===== Provided data =====

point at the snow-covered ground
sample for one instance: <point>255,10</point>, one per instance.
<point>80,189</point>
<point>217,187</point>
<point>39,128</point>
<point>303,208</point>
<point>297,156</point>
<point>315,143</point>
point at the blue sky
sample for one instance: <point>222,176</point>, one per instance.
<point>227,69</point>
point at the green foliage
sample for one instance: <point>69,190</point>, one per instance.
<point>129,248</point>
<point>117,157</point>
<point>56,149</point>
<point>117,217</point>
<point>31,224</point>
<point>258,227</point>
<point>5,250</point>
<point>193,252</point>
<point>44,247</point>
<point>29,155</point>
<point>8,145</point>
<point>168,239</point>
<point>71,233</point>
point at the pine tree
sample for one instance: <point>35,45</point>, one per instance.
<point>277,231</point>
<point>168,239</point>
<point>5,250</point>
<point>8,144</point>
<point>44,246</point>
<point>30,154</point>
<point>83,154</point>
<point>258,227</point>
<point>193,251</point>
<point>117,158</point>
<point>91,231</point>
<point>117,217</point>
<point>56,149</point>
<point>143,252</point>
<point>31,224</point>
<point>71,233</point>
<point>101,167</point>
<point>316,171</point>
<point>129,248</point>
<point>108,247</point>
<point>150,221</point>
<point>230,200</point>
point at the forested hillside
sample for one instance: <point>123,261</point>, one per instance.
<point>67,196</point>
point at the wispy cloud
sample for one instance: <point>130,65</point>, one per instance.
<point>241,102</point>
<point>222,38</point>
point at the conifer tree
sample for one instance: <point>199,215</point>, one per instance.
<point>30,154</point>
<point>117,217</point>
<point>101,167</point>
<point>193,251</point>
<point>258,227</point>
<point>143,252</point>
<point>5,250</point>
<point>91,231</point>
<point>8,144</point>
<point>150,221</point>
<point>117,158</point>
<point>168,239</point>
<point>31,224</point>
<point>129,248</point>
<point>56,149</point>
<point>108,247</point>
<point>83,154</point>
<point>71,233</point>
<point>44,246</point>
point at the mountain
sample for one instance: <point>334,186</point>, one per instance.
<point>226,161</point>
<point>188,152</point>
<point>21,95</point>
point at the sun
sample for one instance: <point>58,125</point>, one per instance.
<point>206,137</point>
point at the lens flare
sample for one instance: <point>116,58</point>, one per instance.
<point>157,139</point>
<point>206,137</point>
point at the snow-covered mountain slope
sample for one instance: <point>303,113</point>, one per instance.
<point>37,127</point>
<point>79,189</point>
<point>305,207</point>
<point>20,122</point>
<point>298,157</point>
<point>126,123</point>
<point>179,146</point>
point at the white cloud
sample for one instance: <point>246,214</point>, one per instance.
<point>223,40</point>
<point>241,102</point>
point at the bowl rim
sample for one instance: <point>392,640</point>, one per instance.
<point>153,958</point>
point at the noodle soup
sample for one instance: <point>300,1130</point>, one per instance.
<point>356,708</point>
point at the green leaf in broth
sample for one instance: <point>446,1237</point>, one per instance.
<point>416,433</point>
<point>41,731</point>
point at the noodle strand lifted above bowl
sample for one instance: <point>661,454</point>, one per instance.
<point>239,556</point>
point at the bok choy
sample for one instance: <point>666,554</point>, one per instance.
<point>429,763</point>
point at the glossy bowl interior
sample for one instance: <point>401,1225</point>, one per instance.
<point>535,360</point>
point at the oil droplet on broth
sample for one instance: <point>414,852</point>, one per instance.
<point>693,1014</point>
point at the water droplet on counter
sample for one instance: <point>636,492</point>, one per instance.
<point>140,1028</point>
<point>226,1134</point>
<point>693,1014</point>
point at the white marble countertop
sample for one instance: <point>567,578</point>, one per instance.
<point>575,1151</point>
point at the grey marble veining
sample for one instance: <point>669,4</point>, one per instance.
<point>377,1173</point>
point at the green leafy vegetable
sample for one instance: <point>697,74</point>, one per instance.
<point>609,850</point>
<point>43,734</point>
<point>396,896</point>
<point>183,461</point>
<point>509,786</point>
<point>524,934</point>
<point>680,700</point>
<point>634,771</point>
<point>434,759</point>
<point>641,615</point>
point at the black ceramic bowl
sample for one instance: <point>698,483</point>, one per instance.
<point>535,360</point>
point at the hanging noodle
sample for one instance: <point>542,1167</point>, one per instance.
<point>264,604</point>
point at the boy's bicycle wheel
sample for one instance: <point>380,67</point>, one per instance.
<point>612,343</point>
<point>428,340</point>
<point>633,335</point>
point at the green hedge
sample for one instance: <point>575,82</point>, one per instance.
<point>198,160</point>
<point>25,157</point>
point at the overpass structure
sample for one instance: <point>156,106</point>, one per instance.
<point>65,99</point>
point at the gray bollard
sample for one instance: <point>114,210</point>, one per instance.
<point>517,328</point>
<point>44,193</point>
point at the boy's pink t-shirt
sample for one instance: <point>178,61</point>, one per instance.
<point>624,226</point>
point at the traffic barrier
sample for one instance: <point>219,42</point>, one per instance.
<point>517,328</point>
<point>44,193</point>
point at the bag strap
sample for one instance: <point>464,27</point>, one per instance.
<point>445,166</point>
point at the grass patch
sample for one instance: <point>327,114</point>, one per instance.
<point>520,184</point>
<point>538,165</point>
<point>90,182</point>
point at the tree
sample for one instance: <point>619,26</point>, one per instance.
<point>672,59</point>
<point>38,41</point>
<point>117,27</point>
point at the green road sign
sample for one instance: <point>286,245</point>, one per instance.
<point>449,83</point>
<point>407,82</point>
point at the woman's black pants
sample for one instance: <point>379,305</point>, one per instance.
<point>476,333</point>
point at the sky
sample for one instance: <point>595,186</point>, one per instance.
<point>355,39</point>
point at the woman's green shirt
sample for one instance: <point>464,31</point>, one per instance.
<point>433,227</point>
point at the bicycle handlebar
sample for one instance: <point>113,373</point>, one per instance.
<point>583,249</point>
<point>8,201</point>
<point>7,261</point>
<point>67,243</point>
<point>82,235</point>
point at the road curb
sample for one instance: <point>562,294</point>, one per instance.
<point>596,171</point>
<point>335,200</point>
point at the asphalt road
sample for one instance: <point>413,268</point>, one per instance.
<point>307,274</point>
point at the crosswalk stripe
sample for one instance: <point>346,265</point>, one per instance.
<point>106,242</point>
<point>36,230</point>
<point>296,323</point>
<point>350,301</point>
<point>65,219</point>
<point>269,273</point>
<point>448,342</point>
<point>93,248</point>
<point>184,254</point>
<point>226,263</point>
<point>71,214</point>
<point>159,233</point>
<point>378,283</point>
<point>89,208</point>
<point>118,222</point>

=====

*The task*:
Rewrite the part of the material that opens with the line containing "point at the pine tree" and closes with the line containing "<point>230,200</point>", putting "example" in place of "sample" and keeping everything else the same.

*Exercise output*:
point at the pine tree
example for one instance: <point>35,45</point>, one per instance.
<point>277,231</point>
<point>168,239</point>
<point>5,250</point>
<point>8,144</point>
<point>44,246</point>
<point>30,154</point>
<point>83,154</point>
<point>258,227</point>
<point>193,251</point>
<point>117,158</point>
<point>91,231</point>
<point>117,217</point>
<point>56,149</point>
<point>143,252</point>
<point>31,224</point>
<point>71,233</point>
<point>101,167</point>
<point>316,171</point>
<point>129,248</point>
<point>108,247</point>
<point>150,221</point>
<point>230,200</point>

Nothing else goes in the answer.